» **Exercise**
Copy out the records precisely, omitting pictures.

» **Provided material**
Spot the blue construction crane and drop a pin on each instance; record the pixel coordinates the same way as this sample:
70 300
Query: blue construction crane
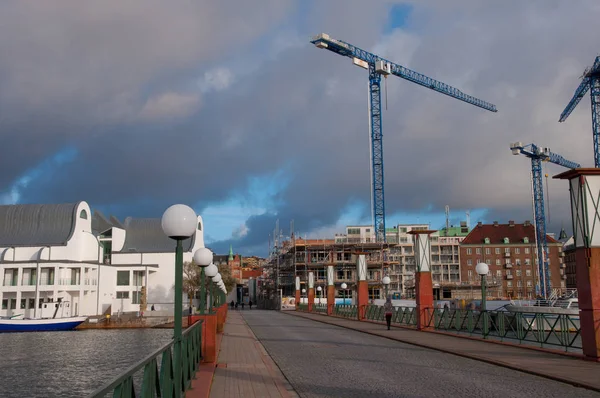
590 81
538 155
378 66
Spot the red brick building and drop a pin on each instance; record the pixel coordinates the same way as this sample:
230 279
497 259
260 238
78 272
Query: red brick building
511 253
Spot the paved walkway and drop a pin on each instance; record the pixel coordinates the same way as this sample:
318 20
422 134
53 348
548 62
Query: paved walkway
558 367
244 368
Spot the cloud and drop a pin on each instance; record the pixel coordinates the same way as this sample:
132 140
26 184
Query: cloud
267 100
169 105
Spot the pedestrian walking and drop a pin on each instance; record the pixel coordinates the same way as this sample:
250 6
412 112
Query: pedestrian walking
389 310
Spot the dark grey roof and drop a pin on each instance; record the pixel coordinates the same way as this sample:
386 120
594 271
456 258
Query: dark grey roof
37 225
100 223
145 235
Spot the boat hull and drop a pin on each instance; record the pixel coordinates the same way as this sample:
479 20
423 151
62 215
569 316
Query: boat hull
39 325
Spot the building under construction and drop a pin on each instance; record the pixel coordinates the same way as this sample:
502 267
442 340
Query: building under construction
297 257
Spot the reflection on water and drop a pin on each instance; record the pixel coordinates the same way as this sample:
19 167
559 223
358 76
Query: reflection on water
70 364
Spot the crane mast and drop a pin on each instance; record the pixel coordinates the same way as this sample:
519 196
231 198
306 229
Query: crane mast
538 155
378 66
590 82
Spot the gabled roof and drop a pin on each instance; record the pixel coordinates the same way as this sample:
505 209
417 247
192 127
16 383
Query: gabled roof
37 225
145 235
497 232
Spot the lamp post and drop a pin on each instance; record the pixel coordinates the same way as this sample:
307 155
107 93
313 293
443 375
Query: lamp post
211 271
320 290
203 258
482 269
386 283
178 223
344 287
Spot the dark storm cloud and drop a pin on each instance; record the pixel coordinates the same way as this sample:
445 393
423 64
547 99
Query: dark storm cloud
124 86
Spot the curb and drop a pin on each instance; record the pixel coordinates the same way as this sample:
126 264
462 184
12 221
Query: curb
469 356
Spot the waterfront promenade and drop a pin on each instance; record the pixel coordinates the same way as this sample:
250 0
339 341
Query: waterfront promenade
289 354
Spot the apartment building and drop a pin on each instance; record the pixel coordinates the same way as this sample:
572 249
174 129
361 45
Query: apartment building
511 253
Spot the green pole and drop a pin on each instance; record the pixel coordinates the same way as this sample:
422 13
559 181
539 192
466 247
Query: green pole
483 293
202 291
178 317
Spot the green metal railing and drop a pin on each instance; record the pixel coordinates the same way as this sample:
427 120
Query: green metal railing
406 316
545 329
346 311
320 308
158 380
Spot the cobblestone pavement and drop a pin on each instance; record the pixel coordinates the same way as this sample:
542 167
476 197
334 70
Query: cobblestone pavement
321 360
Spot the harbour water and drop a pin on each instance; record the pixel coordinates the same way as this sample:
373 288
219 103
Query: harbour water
71 364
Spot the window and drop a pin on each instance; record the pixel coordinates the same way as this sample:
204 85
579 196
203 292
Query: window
122 278
138 278
137 298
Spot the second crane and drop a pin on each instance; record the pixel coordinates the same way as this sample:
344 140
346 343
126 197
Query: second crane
378 66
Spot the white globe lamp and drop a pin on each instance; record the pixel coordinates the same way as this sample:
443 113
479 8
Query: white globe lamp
211 270
179 222
203 257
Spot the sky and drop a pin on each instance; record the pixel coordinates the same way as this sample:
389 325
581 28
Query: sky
227 107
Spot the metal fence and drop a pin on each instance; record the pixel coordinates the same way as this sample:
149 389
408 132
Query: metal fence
154 375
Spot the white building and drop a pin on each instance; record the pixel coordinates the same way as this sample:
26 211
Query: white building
97 264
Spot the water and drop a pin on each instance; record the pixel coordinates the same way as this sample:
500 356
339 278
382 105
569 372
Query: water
71 364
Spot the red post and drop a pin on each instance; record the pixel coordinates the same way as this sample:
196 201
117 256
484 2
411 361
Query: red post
583 188
330 299
423 283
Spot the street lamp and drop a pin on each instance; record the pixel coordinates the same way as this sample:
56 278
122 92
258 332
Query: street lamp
320 290
179 223
211 271
344 287
203 258
482 269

» **Response below**
Spot the blue construction crane and drop a pin on each instance; record the pixel coordinates the same way as this sample:
70 300
Query: blue construction crane
590 81
538 155
378 66
Spot the red brick building and drop a pin on each instance; record the pixel coordinates the same way as this sample:
230 279
497 259
260 238
78 272
Query: red brick building
511 253
Spot the paved walkway and drop a pin on each instance; record the pixel coordinates the same way as this sample:
318 20
422 134
53 348
548 62
Query: paved walkway
558 367
244 368
Spot the cloud and drop a pin on each instance; record the pixel coordinates the same way as this sample:
132 140
26 184
Query: cloud
267 100
169 105
Spot the pedestrian walking and drop a pin on each instance; record the pixel coordinates the same way as this sample:
250 6
412 112
Query: pedestrian walking
389 310
Spot the dark grey roof and drop a pin on each instance; record the pixel coordinates the same way as this sample:
386 120
594 271
456 258
Query: dark grey roof
37 225
100 223
145 235
Spot the boat hull and drop a pin on each instance; record the pixel coordinates the same way as this sample:
479 20
423 151
62 215
569 316
Query: boat hull
39 325
Spot the building under construction and drop a pin on each instance; record the pixel coordinates the same way as this sample:
502 267
442 340
Query: building under construction
297 257
Spot the reflection on water and drop a pin on each instance; record the pixel coordinates the same way as this sample:
19 167
559 223
358 76
Query: reflection on water
70 364
Spot the crane mast and drop a pin on each instance; record the pixel coordinates the same way as this sample:
519 196
231 198
306 229
Query: crane mast
538 155
378 66
590 82
Spot the gabled roof and drop a pin on each instance; record the pixel coordinates the same way as this sample:
505 209
417 247
192 127
16 383
Query: gabled roof
37 225
145 235
497 232
Spot the lamp post and drop a pin on each instance; record the pixel coordinates the same way as this sample:
307 155
107 93
313 293
443 375
Query: lamp post
211 271
320 290
203 258
482 269
386 283
178 223
344 287
Spot the dark storm cloud and drop a pin on each instance; record the pixel coordinates the same way as this sample:
445 393
423 64
547 99
Query: dark storm cloud
124 86
Spot the curb and drop a pin on each instance; record the pixel coordinates the same way as this sample:
126 264
462 184
12 221
Query: curb
469 356
Spot the waterfront promenade and drop a pin on each instance; record the pixel coordinates the same way as this sample:
250 0
339 341
Query: waterfront promenade
289 354
Spot the apartment building and drop a pin on each instance; record the pixel coordinates the same way as this sample:
572 249
174 129
361 45
Query: apartment building
511 253
Spot the green pole and drop a pin on each instance; record the pixel coordinates the same way as this sample:
422 13
559 181
539 192
466 247
Query: green pole
483 293
202 291
178 317
Spot the green metal railing and drop a pin on each instance; record the pixel coordinates the same way as this sample:
427 120
Query: green metal railing
406 316
545 329
346 311
320 308
158 380
Spot the cobblestone pavement and drop a pin on each instance; record the pixel coordinates the same way as this sample:
542 167
476 197
334 70
Query: cobblestone pavement
321 360
Spot the harbour water and drop a pin on each instance; record the pixel coordinates the same way as this sample:
373 288
219 103
Query: harbour water
71 364
Spot the window and drop a pin on each instance; record the pixel coordinates the same way as this sample:
204 85
579 196
203 292
Query: window
122 278
138 278
137 298
Spot the second crane and drop a pin on each instance; record the pixel coordinates the same way as this sample:
344 140
346 343
126 197
Query: second crane
378 66
Spot the white globe lamp and drop a pin on each instance; record the pixel coordinates the same way as this sample:
443 113
479 8
Query: white globe lamp
211 270
179 222
203 257
Spot the sky and drop a pin on each instance; record the pixel coordinates the same way as this sample:
389 325
581 28
Query: sky
227 107
Spot the metal fence and drop a pin on each instance; record the pixel coordinates the same way as this sample:
149 389
408 132
Query: metal fence
154 375
Spot the white building and drop a pin on each instance; record the pixel coordinates the same way as this sample:
26 211
Query: white building
97 264
Spot the water and drop a pin on each instance; record the pixel coordinates the same way as this sample:
500 356
339 278
382 105
569 372
Query: water
71 364
Spot the red post and drop a pin on each instance; record the pixel coordinates the same way as this sample:
196 201
117 256
484 2
411 361
Query: red post
583 188
330 299
423 283
Spot the street lamp and drop a pin on each instance; record the pixel coordinates the same way as this sample:
56 278
122 92
258 332
Query: street lamp
320 290
179 223
211 271
344 287
203 258
482 269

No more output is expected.